--- THE PROBLEM ---
Which lines in the items below contain the string "swirl"? Extract each of those lines, and count a match only when the case is the same.
— START PROVIDED DATA —
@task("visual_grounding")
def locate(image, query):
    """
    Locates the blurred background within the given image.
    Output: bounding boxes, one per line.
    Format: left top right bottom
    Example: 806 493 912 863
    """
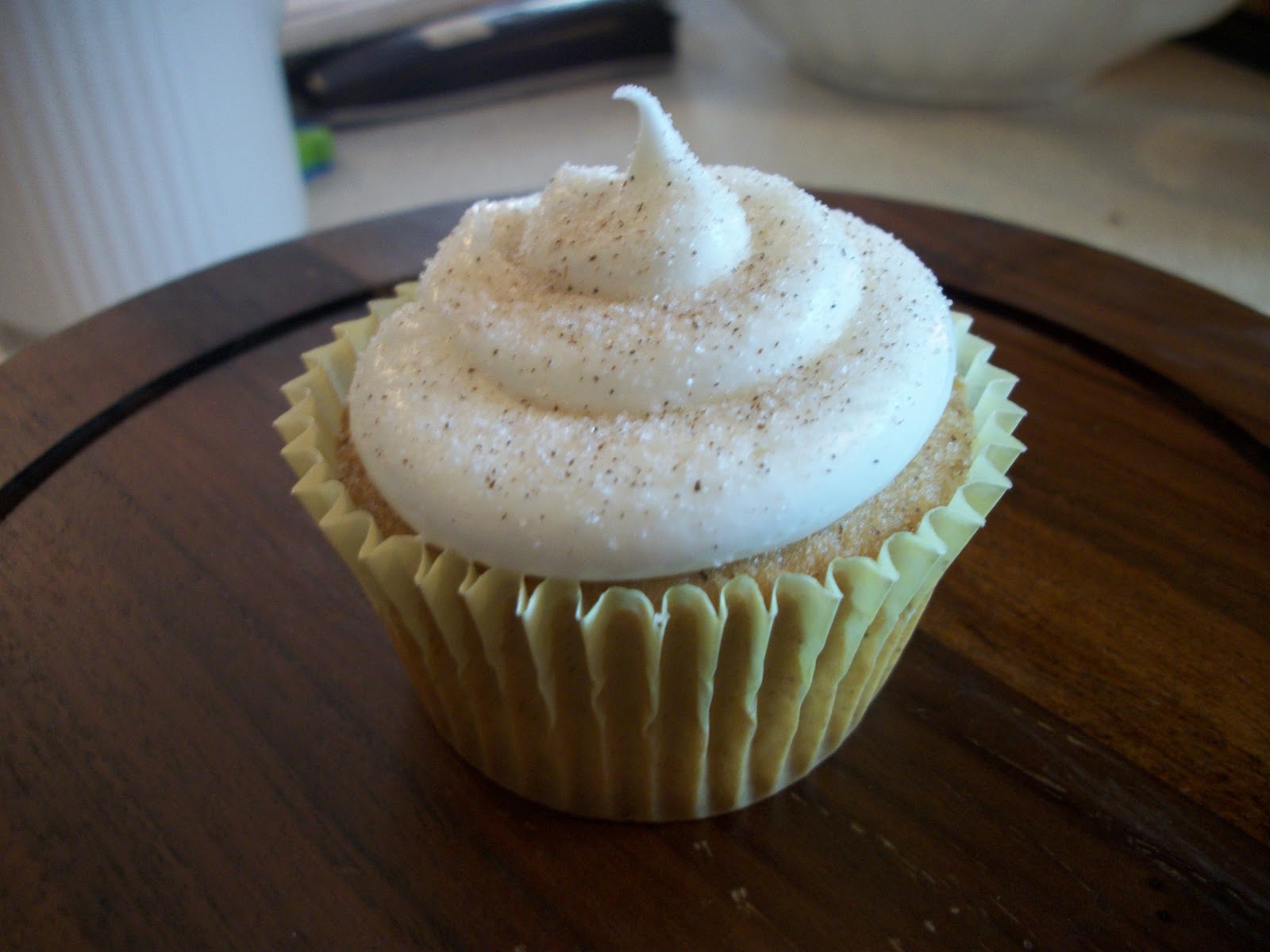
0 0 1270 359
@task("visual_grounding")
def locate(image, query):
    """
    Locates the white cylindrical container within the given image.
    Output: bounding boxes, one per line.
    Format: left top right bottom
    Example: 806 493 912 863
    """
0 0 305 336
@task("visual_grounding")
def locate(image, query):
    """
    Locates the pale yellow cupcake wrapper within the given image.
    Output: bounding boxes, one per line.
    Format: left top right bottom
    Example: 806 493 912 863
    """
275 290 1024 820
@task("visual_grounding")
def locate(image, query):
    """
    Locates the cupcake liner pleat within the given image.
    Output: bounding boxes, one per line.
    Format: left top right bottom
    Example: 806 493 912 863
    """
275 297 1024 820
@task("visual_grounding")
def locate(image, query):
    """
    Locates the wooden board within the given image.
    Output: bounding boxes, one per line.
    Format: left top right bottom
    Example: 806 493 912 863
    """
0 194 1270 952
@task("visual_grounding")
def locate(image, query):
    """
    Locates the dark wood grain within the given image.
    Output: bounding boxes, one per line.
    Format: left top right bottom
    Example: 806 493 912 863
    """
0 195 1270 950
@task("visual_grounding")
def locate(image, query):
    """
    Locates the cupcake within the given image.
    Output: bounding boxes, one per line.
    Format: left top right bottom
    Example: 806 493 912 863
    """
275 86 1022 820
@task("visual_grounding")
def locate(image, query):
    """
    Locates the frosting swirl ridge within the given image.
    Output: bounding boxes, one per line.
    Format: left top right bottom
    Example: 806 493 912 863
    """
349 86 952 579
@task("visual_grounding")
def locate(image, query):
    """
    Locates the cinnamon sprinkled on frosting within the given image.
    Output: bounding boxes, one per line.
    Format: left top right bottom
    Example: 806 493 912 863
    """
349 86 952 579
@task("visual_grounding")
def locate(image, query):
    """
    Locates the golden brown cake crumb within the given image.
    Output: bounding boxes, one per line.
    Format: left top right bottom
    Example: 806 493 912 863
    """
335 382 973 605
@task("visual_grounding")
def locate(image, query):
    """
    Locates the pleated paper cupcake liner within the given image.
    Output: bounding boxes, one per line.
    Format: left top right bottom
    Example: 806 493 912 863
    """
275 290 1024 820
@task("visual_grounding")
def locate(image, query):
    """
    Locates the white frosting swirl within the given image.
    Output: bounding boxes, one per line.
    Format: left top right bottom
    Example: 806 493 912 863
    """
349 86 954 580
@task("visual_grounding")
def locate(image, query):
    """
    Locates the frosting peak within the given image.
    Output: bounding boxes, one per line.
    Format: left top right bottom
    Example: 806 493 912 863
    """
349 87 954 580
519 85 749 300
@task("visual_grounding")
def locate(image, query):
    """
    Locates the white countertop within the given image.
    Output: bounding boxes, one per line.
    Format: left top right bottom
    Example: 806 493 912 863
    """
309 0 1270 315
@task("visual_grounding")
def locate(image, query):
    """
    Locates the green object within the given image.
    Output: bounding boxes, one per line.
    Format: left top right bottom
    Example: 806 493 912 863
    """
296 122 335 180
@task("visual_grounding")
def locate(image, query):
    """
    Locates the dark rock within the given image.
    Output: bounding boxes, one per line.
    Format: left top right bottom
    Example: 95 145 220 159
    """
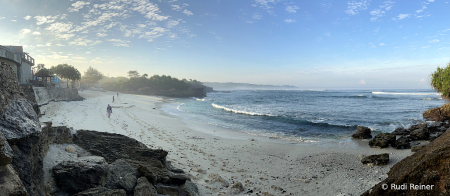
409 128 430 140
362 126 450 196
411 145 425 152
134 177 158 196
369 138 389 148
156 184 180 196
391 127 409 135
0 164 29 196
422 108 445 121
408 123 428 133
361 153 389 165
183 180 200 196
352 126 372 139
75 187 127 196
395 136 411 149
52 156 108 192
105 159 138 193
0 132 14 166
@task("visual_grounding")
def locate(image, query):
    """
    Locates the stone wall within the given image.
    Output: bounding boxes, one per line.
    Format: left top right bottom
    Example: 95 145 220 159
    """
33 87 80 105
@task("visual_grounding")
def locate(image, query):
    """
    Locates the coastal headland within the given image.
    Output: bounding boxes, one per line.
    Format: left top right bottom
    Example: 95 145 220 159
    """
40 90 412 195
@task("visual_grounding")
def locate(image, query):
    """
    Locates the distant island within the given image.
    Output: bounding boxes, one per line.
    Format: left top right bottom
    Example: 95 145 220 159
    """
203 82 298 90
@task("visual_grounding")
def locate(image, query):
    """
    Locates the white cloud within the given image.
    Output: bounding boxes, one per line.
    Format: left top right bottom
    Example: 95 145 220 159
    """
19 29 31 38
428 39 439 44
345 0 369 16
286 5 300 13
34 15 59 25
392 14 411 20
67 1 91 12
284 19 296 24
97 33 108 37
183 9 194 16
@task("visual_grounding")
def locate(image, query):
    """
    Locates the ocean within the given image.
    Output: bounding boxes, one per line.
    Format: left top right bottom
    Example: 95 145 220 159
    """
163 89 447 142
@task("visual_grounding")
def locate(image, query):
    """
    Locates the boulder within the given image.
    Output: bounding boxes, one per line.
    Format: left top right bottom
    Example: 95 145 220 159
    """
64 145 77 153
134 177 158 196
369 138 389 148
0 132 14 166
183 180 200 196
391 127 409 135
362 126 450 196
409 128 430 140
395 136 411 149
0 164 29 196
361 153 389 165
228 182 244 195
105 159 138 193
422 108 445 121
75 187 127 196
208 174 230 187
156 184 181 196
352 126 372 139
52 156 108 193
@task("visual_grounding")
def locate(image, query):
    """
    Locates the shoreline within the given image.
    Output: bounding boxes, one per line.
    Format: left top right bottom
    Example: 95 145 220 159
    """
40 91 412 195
— END PROVIDED DATA —
— START PROVIDED DATA —
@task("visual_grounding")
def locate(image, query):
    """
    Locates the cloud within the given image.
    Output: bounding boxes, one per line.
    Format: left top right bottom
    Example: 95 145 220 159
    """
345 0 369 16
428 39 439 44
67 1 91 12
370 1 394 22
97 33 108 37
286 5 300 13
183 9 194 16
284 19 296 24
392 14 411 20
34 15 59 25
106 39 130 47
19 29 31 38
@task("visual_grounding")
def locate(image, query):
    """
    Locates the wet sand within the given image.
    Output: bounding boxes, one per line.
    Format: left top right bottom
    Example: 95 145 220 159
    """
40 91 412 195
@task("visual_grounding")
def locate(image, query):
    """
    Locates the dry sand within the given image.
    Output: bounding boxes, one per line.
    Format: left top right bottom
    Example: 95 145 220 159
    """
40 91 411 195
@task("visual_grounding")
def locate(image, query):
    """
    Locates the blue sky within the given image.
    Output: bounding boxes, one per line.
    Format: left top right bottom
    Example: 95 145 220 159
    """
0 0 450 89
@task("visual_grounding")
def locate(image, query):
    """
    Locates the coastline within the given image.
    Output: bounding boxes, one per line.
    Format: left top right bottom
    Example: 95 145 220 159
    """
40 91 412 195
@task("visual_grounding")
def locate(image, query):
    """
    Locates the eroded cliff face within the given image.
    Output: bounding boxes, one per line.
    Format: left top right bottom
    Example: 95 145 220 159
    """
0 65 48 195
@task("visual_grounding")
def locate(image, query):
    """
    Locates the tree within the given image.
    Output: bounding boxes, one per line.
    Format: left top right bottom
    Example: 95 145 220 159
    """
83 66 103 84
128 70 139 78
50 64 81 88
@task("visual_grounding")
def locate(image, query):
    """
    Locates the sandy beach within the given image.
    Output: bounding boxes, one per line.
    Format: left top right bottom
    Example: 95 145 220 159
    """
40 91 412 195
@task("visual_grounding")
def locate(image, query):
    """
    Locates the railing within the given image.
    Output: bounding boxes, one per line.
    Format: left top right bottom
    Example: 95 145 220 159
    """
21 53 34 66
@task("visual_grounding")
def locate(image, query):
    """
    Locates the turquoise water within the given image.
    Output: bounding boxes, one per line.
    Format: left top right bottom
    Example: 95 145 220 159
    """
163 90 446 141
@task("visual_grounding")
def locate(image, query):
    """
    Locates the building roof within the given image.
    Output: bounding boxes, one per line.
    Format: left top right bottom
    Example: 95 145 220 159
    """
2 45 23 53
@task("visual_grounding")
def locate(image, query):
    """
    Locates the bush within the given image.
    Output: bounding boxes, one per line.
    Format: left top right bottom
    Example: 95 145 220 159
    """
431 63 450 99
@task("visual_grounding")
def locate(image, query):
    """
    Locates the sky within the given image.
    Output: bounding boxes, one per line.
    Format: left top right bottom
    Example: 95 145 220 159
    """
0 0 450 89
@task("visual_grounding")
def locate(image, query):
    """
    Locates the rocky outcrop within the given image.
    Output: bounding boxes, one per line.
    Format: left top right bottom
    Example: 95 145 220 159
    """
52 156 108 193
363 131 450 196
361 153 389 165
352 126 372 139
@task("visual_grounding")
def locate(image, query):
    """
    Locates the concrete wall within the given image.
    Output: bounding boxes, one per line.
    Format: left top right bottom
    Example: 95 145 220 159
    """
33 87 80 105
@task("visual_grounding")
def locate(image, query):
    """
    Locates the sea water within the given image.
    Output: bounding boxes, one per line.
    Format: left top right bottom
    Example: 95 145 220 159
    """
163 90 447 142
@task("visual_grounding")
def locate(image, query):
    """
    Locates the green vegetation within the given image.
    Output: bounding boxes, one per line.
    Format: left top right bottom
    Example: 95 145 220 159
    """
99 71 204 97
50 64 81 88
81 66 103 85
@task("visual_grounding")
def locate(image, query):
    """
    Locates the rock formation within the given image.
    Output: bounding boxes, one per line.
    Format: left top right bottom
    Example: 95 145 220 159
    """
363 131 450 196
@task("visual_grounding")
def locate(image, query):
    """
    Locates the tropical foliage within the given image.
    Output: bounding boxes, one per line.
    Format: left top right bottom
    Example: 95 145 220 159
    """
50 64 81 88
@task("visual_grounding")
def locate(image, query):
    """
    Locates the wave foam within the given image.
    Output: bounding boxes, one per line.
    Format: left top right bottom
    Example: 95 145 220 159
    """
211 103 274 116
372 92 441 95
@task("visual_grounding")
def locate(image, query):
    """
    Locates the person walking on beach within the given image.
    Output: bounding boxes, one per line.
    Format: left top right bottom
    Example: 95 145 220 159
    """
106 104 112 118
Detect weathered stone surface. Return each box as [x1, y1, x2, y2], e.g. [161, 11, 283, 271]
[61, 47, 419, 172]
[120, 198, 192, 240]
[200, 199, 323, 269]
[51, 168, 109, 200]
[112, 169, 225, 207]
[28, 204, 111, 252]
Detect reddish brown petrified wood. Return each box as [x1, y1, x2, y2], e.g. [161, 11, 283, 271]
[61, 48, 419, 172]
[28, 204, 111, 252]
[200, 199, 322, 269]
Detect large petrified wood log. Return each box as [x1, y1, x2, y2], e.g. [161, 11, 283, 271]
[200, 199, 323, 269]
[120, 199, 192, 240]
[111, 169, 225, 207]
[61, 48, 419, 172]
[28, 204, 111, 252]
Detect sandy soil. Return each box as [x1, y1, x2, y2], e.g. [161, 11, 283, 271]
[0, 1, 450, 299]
— END PROVIDED DATA —
--- RESPONSE ---
    Locates the frosting swirl ridge within the given image.
    Locates the white frosting swirl within the given image.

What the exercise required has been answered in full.